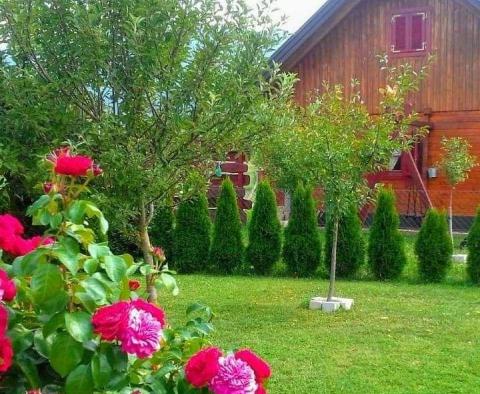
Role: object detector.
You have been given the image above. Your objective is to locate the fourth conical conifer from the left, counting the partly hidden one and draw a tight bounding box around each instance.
[247,181,282,275]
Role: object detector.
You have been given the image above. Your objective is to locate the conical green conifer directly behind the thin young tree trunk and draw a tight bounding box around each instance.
[324,207,365,278]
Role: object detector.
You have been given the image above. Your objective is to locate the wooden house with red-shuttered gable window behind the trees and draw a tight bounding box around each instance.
[273,0,480,227]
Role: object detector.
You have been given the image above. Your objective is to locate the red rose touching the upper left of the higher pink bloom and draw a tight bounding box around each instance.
[92,301,129,341]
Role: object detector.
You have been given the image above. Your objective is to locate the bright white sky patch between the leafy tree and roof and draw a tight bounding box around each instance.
[247,0,326,33]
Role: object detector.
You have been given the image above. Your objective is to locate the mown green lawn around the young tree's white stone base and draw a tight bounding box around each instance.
[162,276,480,394]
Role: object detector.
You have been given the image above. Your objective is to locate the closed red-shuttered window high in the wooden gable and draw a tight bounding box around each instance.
[391,10,428,55]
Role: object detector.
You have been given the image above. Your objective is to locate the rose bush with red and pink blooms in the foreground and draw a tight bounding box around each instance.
[0,148,270,394]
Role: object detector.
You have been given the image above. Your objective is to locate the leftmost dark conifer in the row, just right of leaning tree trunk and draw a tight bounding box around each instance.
[149,201,175,263]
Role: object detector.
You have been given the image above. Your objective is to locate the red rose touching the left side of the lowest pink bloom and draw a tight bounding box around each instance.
[185,347,222,388]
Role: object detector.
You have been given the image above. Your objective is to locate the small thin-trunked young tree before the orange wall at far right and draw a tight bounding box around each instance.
[439,137,477,245]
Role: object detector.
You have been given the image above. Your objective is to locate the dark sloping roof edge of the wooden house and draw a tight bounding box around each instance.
[271,0,480,68]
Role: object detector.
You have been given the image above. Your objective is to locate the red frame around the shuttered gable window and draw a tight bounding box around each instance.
[387,7,432,57]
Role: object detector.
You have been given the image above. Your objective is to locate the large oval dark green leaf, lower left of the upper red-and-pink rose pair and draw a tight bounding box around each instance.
[50,333,83,377]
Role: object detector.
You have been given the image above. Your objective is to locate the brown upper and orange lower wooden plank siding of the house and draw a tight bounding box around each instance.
[287,0,480,216]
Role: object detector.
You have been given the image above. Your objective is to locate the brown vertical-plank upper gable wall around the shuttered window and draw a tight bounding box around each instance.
[291,0,480,113]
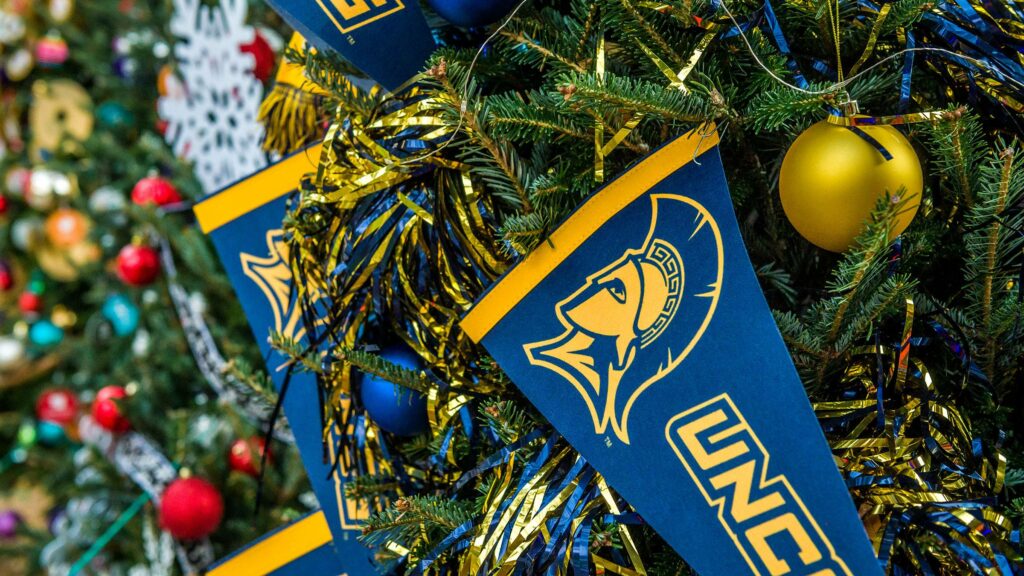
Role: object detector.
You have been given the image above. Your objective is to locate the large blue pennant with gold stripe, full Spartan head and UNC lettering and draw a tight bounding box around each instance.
[462,127,882,576]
- - - - - - -
WORK ITEM: Output every entry above exactly as written, but omit the pictures.

EXERCISE RESPONSE:
Role: object detector.
You have been given the image above. Your objective is to locate the fourth conical conifer from the left, counting the partly hidden one and draw a tight bounding box around each instance.
[247,181,282,275]
Role: object detector.
You have been given the image above. Your objective is to locate the conical green conifer directly behind the thin young tree trunk and draw a tight bounding box around each instance.
[324,207,365,278]
Role: object detector.
You have been given the image above. Your objective is to locate the wooden house with red-shuttered gable window behind the trees and draw a tight bounding box around each instance.
[273,0,480,227]
Role: object detector.
You have been given the image above. Your objective is to locate the red rose touching the upper left of the higher pink bloom and draw a tight bounding box around each instance.
[92,301,129,341]
Role: object detector.
You have been given the image above. Your objective is to locate the bright white sky patch between the leafy tree and roof and draw a tight bounding box around each instance.
[247,0,326,33]
Role: object detector.
You have been given the image above. Your objective is to locate the mown green lawn around the young tree's white stone base and draw a tight bounding box around each instance.
[162,276,480,394]
Role: object detector.
You have been given the image above. Your objective is to locate the closed red-shuttered window high in the wooden gable and draw a tight bounding box around each instance.
[391,10,428,55]
Role: object detector.
You have been given the image above. Your objective is to locate the rose bush with red and pink blooms in the foreground and draw a tight bounding box around each instance.
[0,148,270,394]
Role: object detector.
You have been given the image above. Your objective is to locate the leftmost dark conifer in the row, just right of leaning tree trunk and draw a tight bounding box around each instance.
[149,201,175,263]
Role: object detector.
You have been given the image above. Your objective is to locate the red rose touching the left side of the lowest pink bloom and draw a tight bounding box around each instance.
[185,347,222,388]
Role: object detector.
You have been given the image above. Your objective is to locate the small thin-trunked young tree before the orange wall at far right and draw a tight bounding box around each instance.
[439,137,477,245]
Role: object detector.
You have been given the image above. Your objective is to locate the dark sloping roof edge of the wooden house and draw a tight bounding box around each instance.
[271,0,480,68]
Role: object detector.
You have been given the image above. Your objective is to locate the red frame around the shuttered gable window and draw a tight bounding box around each instance.
[387,7,432,57]
Role: object detector.
You have been given the image above. Your objective is to locate the large oval dark green leaf, lower left of the upper red-and-pink rose pair and draw a tight bounding box around each instance.
[50,333,83,377]
Role: object detector.
You have been given the image above. Your objective is to locate the brown upper and orange lower wooden plank siding of the house and draw a tight bounding box around each instance.
[287,0,480,216]
Role: object detector.
You have been given the image above. Your objective is to locate the brown vertical-plank upper gable wall around the shuttered window and draw a tight bounding box around each instance.
[291,0,480,113]
Role: object detector.
You have been given the image above. Your objective is to locate the large blue pennant with gold stripe, full Spartan head and UNC lettering and draw a tight bounding box around each instance.
[462,127,882,576]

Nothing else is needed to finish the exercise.